-- start PROVIDED DATA --

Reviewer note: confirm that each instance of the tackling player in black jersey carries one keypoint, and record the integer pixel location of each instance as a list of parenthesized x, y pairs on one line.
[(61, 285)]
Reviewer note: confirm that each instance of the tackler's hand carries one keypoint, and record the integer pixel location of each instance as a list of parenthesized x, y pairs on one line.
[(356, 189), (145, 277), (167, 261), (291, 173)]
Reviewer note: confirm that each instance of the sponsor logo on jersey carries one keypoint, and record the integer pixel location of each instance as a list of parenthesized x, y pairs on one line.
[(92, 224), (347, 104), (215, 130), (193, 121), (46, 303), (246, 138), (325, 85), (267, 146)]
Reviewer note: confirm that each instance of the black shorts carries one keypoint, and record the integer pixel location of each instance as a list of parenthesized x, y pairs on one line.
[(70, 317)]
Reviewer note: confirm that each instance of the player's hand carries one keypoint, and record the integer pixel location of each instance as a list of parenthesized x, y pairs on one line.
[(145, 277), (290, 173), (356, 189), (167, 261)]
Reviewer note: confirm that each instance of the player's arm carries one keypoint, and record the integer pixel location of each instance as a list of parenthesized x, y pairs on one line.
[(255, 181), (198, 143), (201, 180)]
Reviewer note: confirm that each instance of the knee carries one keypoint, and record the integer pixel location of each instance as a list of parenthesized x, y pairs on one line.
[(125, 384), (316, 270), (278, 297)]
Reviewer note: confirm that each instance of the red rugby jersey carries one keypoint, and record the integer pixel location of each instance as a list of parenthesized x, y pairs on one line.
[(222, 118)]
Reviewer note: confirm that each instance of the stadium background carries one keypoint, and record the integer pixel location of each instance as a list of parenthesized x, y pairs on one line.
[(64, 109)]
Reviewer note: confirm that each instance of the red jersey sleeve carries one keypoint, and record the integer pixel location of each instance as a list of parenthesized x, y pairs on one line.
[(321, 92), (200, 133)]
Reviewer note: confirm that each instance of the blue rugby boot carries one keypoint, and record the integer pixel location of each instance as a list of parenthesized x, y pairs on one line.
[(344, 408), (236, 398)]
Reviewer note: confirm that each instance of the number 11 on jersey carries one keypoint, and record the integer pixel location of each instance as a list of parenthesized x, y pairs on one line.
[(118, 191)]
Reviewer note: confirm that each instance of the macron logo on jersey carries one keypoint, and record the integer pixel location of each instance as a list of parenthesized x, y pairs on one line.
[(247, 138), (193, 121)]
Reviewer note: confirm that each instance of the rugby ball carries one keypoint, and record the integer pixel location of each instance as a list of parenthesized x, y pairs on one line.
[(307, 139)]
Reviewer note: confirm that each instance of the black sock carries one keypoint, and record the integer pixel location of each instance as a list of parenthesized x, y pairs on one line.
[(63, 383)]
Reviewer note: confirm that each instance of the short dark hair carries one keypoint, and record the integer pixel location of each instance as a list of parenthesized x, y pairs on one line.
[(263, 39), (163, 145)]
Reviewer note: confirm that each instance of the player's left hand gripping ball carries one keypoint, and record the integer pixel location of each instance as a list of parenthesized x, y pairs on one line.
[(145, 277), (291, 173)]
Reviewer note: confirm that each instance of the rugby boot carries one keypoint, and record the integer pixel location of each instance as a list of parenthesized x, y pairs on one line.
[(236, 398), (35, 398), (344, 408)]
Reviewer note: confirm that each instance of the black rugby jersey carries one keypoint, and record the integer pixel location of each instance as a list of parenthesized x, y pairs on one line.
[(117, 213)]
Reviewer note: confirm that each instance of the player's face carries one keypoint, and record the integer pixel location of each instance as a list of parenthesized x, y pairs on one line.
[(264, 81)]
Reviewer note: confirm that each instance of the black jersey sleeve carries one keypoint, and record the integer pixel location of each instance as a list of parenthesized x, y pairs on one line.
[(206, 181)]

-- end PROVIDED DATA --

## DIRECTIVE
Rewrite all the items above, replacing every "keypoint" with "marker" and keeping everything else the same.

## FINISHED TASK
Reviewer note: confirm that each instance of the tackling player in black jersey carries one marker, and record the integer pixel location of each instance as a list of parenthesized x, y pairs on one line.
[(61, 285)]
Reviewer note: confirm that each instance of the tackler's hand carries one marker, and record the integer pixel location of each instance as a list of parenthesized x, y pairs on one line.
[(356, 189), (145, 277), (167, 261), (291, 173)]
Reviewer note: confirm that each instance of the sponsor logo on jersey carries one marker, and record the integer pixel location of each instance as a list of parenthesized x, y pairs on one line.
[(92, 224), (347, 104), (215, 130), (193, 121), (46, 303), (246, 138), (325, 85), (267, 146)]
Reviewer note: confirm that each instance of the black shorts carries one marker, and record the integer pixel location of each instance as a list of parenthesized x, y pairs on one line.
[(70, 317)]
Reviewer note: confirm that each instance of the player's hand carries one marker, and record the integer pixel location of each instance as a list of parenthesized x, y pairs on one line.
[(145, 277), (290, 173), (356, 189), (167, 261)]
Reviewer note: confirm that each instance of the player's arm carries one marker, and record the integer pixel location of each instance as a list of parenthesized x, y pairs on one line.
[(255, 181), (198, 143), (201, 180)]
Reviewer note: confirm that each instance of the knee carries one marker, and record the integer pixel location of each instance as a list of parenthesized x, y pairs on one line.
[(125, 384), (316, 270), (278, 297)]
Reviewer note: confirm that each instance of the red rugby jersey carries one marker, and record the integer pixel location of each instance as a list of parenthesized x, y pairs on one line.
[(222, 118)]
Reviewer note: confirm that each instance of the stadium background carries one marker, and record the integer pixel location of each instance as a list of parenthesized x, y pairs on one line.
[(64, 109)]
Reviewer note: confirm that each instance of the red jersey sleeve carries one marker, and record the integer pixel location of each instance as a list of parenthesized x, y pairs on one line.
[(321, 92), (200, 133)]
Reviewer note: confirm that each instance of the blue rugby boot carries one marker, and record the integer pixel location of each instance as a list of parenthesized x, y pairs on one line.
[(344, 408), (236, 398)]
Reviewer note: confirm that each instance of the number 11 on jersey carries one marker, and record the integer pixel location of each instance as a list of parenthesized x, y pairs on one line.
[(118, 191)]
Reviewer note: confirm that each instance of the macron logo on jersey carries one marker, and record the integer pixel location of each instance as a list of parenthesized x, y pairs on one line.
[(247, 138), (193, 121)]
Reviewer note: confirm that each instance of the rugby ball carries one marker, and record the integer pixel location of each instance as a list of parenthesized x, y pairs on one line.
[(307, 139)]
Reviewer note: confirm that each instance of the black sock carries one marker, and record the integer pixel location of each instance as a list of parenthesized x, y pairs on one line.
[(63, 383)]
Reviewer note: confirm that each instance of the short dark hair carries one marker, and record the integer pixel location of each instance as a list of parenthesized x, y pairs on one line.
[(263, 39), (163, 145)]
Reviewer note: confirm that each instance of the player's left hand gripping ball carries one marker, and record the integer pixel location of each instance as a list of parenthesized x, y pairs on one line.
[(145, 277), (291, 173)]
Reviewer note: confirm that each instance of the rugby boot carries one marker, and record the integer pixel location of each instance as a list of parenthesized x, y pairs on one line.
[(236, 398), (35, 398), (344, 408)]
Reviewer note: confirm that each instance of the black rugby jersey carries one marker, and record the integer pixel location of each instance as a list of parenthesized x, y pairs on one line.
[(117, 213)]
Reviewer note: confirm that each instance of the player's face carries one marker, and record the integer pixel location of each instance as a list of parenthesized x, y pairs on one line.
[(264, 81)]
Reviewer note: confirm that each instance of the black jersey sleeve carries one marker, and record the integer pixel location of each instance as a list of parenthesized x, y pairs on one line.
[(206, 181)]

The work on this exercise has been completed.